# [REQUIREMENT]
Give the part that opens with the line containing "Plain rules. Mark every instance of the large" and closes with the line containing "x=162 y=123" as a Markdown table with the columns No and Line. Number each line in order and leave out any blank lines.

# [MATERIAL SUPPLIED]
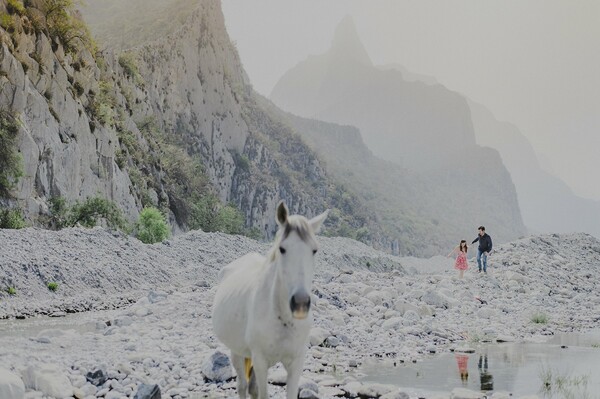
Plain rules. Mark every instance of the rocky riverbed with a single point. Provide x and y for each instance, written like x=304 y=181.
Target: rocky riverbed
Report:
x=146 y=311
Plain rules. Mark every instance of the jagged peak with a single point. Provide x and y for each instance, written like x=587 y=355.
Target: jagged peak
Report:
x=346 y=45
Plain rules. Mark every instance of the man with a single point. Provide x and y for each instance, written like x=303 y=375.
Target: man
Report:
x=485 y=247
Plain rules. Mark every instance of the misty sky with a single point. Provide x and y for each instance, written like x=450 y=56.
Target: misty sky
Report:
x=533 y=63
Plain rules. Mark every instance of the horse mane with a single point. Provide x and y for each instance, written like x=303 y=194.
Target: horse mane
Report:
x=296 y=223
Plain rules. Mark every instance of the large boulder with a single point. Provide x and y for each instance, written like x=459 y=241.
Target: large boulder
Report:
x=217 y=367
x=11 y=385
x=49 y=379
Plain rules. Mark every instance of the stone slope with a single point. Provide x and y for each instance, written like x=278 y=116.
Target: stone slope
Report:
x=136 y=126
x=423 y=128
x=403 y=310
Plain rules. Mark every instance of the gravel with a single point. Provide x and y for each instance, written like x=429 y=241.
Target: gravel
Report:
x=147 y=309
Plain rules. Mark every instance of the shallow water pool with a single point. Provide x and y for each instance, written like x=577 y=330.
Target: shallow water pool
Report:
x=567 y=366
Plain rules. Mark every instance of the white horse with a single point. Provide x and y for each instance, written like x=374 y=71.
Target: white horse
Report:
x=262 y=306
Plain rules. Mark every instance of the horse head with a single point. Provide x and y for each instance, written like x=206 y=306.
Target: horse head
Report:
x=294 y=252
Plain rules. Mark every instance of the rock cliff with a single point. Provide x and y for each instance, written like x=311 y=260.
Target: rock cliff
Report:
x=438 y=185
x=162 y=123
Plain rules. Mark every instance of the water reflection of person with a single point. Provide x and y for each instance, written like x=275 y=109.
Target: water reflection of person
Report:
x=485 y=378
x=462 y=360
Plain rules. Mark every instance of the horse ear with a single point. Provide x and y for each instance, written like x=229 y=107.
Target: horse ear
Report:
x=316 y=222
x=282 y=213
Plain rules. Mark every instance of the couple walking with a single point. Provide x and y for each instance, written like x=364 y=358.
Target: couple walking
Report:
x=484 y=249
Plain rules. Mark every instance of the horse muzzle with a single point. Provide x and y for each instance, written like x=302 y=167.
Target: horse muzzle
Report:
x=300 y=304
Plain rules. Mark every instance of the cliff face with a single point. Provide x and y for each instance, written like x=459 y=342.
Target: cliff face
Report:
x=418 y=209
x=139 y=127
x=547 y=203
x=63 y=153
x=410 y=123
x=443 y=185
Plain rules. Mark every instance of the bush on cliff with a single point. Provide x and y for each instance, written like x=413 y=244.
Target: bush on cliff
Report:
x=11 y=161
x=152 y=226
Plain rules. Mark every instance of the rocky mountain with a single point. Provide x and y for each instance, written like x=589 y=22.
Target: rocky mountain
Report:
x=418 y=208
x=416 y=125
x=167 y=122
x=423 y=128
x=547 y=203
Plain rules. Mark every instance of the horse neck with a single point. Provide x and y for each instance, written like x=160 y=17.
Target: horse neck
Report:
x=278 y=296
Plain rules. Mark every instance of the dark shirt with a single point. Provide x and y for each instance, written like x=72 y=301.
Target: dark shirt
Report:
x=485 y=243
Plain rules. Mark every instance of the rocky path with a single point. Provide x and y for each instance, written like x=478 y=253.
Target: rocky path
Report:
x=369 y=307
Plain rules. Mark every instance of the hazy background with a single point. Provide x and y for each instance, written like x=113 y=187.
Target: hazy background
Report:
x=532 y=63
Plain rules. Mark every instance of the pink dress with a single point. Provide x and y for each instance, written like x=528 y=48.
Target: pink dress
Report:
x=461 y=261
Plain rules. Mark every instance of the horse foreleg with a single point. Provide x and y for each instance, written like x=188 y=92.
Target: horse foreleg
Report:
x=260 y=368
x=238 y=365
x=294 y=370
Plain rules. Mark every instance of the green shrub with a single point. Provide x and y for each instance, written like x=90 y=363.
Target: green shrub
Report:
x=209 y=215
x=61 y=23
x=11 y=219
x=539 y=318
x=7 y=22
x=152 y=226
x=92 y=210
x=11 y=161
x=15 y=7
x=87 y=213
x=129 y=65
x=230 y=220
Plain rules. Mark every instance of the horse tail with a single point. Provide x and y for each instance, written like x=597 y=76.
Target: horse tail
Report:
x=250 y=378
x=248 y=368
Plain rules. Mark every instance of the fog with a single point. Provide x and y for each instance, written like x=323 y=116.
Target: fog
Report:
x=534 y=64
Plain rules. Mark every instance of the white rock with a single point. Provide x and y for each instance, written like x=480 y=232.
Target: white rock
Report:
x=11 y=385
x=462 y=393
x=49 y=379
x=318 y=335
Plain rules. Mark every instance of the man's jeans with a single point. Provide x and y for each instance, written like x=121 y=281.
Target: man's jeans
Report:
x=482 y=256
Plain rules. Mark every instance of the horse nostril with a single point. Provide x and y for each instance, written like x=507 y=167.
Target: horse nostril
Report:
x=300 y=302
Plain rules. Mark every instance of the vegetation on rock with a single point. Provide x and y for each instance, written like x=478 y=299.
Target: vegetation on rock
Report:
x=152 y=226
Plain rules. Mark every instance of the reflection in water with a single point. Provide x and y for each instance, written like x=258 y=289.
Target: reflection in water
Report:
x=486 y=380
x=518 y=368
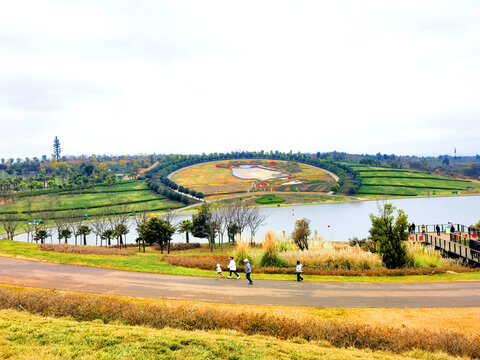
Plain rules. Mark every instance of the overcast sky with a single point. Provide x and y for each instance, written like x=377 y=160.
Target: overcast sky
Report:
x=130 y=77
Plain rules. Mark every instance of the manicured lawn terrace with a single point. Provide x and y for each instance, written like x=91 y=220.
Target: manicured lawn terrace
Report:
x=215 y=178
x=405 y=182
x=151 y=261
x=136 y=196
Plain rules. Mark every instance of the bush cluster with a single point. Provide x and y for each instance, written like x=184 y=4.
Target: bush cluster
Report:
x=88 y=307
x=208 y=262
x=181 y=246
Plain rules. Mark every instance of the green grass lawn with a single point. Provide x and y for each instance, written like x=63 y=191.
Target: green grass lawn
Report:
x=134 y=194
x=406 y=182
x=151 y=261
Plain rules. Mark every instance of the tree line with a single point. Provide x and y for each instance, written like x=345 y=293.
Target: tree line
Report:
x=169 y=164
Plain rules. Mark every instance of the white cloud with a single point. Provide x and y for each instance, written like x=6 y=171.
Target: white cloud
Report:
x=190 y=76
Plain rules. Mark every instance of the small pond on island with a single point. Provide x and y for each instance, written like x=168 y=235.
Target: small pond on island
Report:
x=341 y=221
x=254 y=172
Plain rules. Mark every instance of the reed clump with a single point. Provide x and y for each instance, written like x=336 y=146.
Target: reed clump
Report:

# [PROBLEM SOLUTION]
| No | Line |
|---|---|
| 1 | Plain rules. Mark every instance of the large boulder with a single point. Provide x and y for each instance, written like x=459 y=241. |
| 2 | Target: large boulder |
| 3 | Report: |
| 4 | x=217 y=367 |
| 5 | x=11 y=385 |
| 6 | x=49 y=379 |
| 7 | Plain rules. Mark every instance of the stone slope with a single point. Provide x and y for each instance, written like x=278 y=116. |
| 8 | Target: stone slope |
| 9 | Report: |
| 10 | x=136 y=126 |
| 11 | x=423 y=128 |
| 12 | x=403 y=310 |
| 13 | Plain rules. Mark every instance of the gravel with a single point. Provide x and y for each instance, written like x=429 y=241. |
| 14 | Target: gravel |
| 15 | Report: |
| 16 | x=147 y=309 |
| 17 | Plain rules. Mark every instance of the shallow water pool with a single point. Provide x and y for each instance, written like x=577 y=330. |
| 18 | Target: shallow water pool |
| 19 | Report: |
| 20 | x=567 y=366 |
| 21 | Plain rules. Mark every instance of the white horse with a single point. Provide x and y for each instance, written like x=374 y=71. |
| 22 | Target: white horse |
| 23 | Report: |
| 24 | x=262 y=306 |
| 25 | Plain rules. Mark every instance of the horse head with a single point. Provide x and y for each instance, written like x=206 y=306. |
| 26 | Target: horse head |
| 27 | Report: |
| 28 | x=294 y=252 |
| 29 | Plain rules. Mark every instance of the rock cliff with a single point. Provide x and y for each instance, written like x=311 y=260. |
| 30 | Target: rock cliff |
| 31 | Report: |
| 32 | x=438 y=185 |
| 33 | x=162 y=123 |